ABOUT THIS EXERCISE:
Without including any picture, return the complete set of records exactly.

⁂

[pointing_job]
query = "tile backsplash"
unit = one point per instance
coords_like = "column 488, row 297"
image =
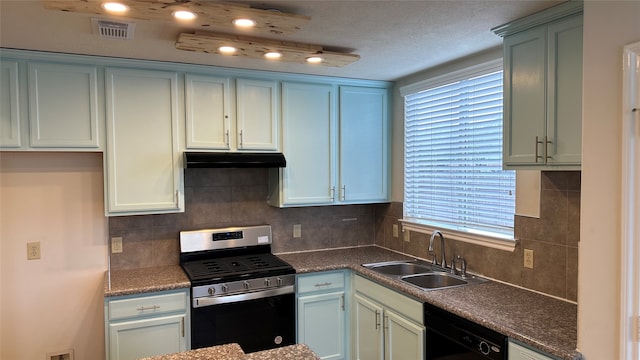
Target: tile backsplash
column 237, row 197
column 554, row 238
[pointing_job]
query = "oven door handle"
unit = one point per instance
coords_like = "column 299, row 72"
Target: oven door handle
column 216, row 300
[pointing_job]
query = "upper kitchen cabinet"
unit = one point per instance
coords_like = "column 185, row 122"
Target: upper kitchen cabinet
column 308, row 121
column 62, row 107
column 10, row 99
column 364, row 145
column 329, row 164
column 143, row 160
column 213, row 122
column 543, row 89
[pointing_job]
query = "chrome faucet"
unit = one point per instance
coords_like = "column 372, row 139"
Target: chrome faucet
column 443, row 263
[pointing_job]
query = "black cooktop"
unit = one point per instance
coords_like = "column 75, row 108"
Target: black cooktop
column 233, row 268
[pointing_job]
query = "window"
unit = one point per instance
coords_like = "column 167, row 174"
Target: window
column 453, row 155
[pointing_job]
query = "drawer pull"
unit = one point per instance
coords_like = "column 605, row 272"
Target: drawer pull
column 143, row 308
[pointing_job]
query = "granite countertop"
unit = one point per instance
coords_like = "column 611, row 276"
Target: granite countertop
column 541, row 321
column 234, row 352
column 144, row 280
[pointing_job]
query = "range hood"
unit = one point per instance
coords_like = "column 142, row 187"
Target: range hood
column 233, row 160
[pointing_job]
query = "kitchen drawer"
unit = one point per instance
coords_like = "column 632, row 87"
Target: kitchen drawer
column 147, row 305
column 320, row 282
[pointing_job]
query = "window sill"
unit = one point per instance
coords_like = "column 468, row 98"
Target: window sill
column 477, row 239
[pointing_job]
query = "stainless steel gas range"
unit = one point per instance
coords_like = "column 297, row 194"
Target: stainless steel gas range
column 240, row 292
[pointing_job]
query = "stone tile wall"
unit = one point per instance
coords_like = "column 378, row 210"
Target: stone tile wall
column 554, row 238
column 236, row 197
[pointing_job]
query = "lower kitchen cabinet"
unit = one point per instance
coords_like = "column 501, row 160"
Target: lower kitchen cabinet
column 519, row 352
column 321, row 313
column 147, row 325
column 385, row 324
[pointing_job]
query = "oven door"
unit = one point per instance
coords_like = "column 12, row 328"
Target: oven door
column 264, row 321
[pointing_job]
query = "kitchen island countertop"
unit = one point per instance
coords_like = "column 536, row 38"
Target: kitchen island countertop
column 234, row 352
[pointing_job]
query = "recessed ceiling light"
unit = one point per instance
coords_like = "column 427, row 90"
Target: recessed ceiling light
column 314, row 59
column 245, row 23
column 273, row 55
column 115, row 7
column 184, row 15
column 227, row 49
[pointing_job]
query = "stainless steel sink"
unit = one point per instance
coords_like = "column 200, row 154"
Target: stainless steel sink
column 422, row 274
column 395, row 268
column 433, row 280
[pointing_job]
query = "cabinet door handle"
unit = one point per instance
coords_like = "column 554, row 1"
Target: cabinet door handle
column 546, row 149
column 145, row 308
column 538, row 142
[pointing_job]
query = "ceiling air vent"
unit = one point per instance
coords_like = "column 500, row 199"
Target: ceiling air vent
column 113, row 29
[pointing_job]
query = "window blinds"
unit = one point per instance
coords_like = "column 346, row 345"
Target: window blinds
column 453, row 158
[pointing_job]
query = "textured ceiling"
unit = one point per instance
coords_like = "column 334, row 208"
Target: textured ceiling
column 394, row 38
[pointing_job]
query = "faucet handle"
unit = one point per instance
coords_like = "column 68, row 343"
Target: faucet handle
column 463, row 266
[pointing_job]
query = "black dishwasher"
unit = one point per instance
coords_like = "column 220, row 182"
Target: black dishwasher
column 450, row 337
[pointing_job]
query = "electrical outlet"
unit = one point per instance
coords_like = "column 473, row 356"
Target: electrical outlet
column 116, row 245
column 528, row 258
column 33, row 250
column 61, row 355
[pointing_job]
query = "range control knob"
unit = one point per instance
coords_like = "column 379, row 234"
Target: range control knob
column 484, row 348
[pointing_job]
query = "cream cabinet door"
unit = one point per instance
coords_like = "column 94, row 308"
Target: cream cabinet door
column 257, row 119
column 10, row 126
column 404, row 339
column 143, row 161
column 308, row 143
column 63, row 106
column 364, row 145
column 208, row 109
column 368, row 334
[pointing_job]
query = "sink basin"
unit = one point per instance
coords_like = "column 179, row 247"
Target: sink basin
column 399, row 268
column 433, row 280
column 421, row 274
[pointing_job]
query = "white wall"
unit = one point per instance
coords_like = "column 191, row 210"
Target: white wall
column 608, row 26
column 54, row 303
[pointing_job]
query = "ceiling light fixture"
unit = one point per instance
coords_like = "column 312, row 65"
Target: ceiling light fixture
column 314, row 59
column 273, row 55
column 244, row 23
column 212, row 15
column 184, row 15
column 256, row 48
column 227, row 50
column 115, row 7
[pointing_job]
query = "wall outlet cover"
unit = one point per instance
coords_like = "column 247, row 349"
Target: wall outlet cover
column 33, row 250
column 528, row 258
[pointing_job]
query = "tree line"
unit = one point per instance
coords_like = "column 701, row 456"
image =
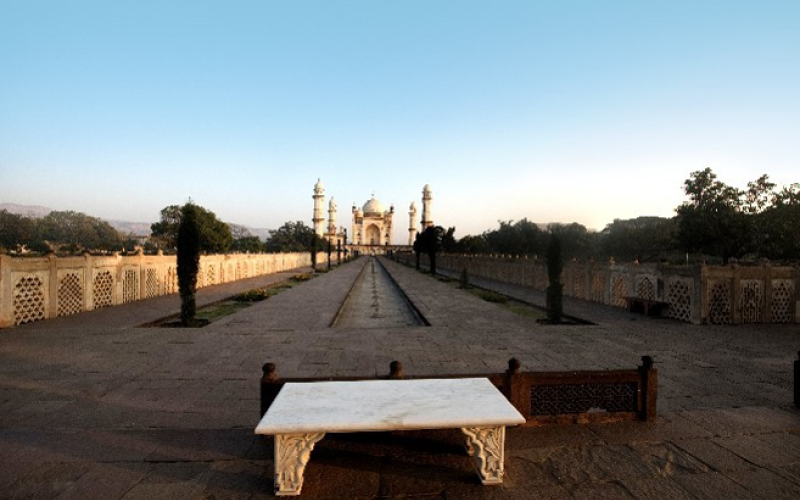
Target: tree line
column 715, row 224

⁂

EXERCISE RESPONSE:
[pointing_job]
query = "tile backsplash"
unit = one point per instance
coords_like = "column 488, row 297"
image =
Target: tile backsplash
column 237, row 197
column 554, row 238
[pointing_job]
query = "oven door handle"
unit = one point per instance
coords_like = "column 299, row 72"
Target: oven door handle
column 216, row 300
[pointing_job]
query = "upper kitchen cabinet"
unit = one point per instance
coords_like = "column 185, row 122"
Target: upper kitchen cabinet
column 308, row 121
column 62, row 107
column 10, row 99
column 364, row 145
column 329, row 164
column 143, row 160
column 213, row 122
column 543, row 89
[pointing_job]
query = "chrome faucet"
unit = one point per instance
coords_like = "column 372, row 139"
Target: chrome faucet
column 443, row 263
[pointing_job]
query = "black cooktop"
unit = one point per instance
coords_like = "column 75, row 108"
Target: black cooktop
column 233, row 268
[pointing_job]
query = "window"
unit = one point per instance
coords_like = "column 167, row 174"
Target: window
column 453, row 155
[pointing_job]
query = "drawer pull"
unit = one point per instance
coords_like = "column 605, row 272"
Target: drawer pull
column 143, row 308
[pointing_job]
query = "granite countertop"
unit = one point per instance
coords_like = "column 611, row 276"
Target: granite countertop
column 541, row 321
column 234, row 352
column 144, row 280
[pointing_job]
query = "range hood"
unit = one point per instance
coords_like = "column 142, row 187"
Target: range hood
column 233, row 160
[pointing_job]
query = "kitchen drawer"
unit = one point per instance
coords_like = "column 632, row 87"
Target: kitchen drawer
column 147, row 305
column 320, row 282
[pointing_job]
query = "window sill"
unit = one point per instance
coords_like = "column 468, row 98"
Target: window sill
column 477, row 239
[pointing_job]
query = "stainless steel gas range"
unit = one point per instance
coords_like = "column 297, row 194"
Target: stainless steel gas range
column 240, row 292
[pointing_job]
query = "stone tile wall"
unit = one point per instance
coords_like = "column 378, row 210"
Target: stone tile wall
column 554, row 238
column 236, row 197
[pointing_job]
query = "lower kitchen cabinet"
unit = one point per instance
coords_like = "column 501, row 160"
Target: lower kitchen cabinet
column 519, row 352
column 321, row 313
column 147, row 325
column 385, row 324
[pointing_job]
query = "oven door"
unit = one point per instance
coords_like = "column 12, row 328"
Target: oven door
column 264, row 321
[pointing_job]
query = "kitchen island countertop"
unit = one point per instance
coords_like = "column 536, row 38"
Target: kitchen island countertop
column 234, row 352
[pointing_job]
query = "recessed ceiling light"
unit = one point per instance
coords_like = "column 427, row 90"
Target: recessed ceiling light
column 314, row 59
column 245, row 23
column 273, row 55
column 115, row 7
column 184, row 15
column 227, row 49
[pointing_job]
query = "stainless steel sink"
unit = one point per instance
coords_like = "column 200, row 154"
Target: stainless steel sink
column 422, row 274
column 395, row 268
column 433, row 280
[pointing_job]
query = "cabinet door handle"
unit = one point per instance
coords_like = "column 554, row 1"
Target: cabinet door handle
column 546, row 149
column 145, row 308
column 538, row 142
[pointing_job]
query = "ceiling air vent"
unit = one point per instance
coords_like = "column 500, row 199"
Target: ceiling air vent
column 113, row 29
[pointing_job]
query = "window blinds"
unit = one point per instance
coords_like = "column 346, row 345"
Target: window blinds
column 453, row 158
[pointing_job]
query = "textured ceiling"
unit = one point per instance
coords_like = "column 334, row 208"
Target: textured ceiling
column 394, row 38
[pointing_job]
query = "faucet handle"
unit = one point per instance
coords_like = "column 68, row 343"
Target: faucet handle
column 463, row 266
[pointing_job]
query = "black dishwasher"
unit = one point per instance
coords_like = "column 220, row 182"
Target: black dishwasher
column 450, row 337
[pointing_job]
query = "electrical outlet"
unit = one point per instance
coords_like = "column 473, row 356"
Target: electrical outlet
column 116, row 245
column 528, row 258
column 33, row 250
column 61, row 355
[pointing_job]
query = "range control knob"
unit = one point per instance
coords_like = "column 379, row 234"
Target: range control knob
column 484, row 348
[pointing_job]
query = "cream cabinet door"
unit = one point per instance
coords_like = "column 94, row 308"
Target: cream cabinet door
column 257, row 119
column 10, row 126
column 404, row 339
column 143, row 161
column 308, row 143
column 63, row 106
column 364, row 145
column 208, row 109
column 368, row 334
[pointing_job]
query = "sink basin"
unit = one point per instance
coords_like = "column 179, row 247"
Target: sink basin
column 399, row 268
column 433, row 280
column 421, row 274
[pointing_job]
query = "white wall"
unit = one point per instance
coords_like = "column 191, row 210"
Target: white wall
column 608, row 26
column 54, row 303
[pointing_job]
query = "ceiling light fixture"
unit = one point per instance
coords_like = "column 312, row 65"
Target: ceiling light fixture
column 314, row 59
column 273, row 55
column 244, row 23
column 212, row 15
column 184, row 15
column 256, row 48
column 227, row 50
column 115, row 7
[pointing_job]
query = "wall outlet cover"
unit = one point per instance
coords_like = "column 247, row 349"
Target: wall outlet cover
column 33, row 250
column 528, row 258
[pointing_job]
query = "tree line"
unit = one point per instance
coords_like = "column 701, row 456"
image =
Target: tree line
column 715, row 224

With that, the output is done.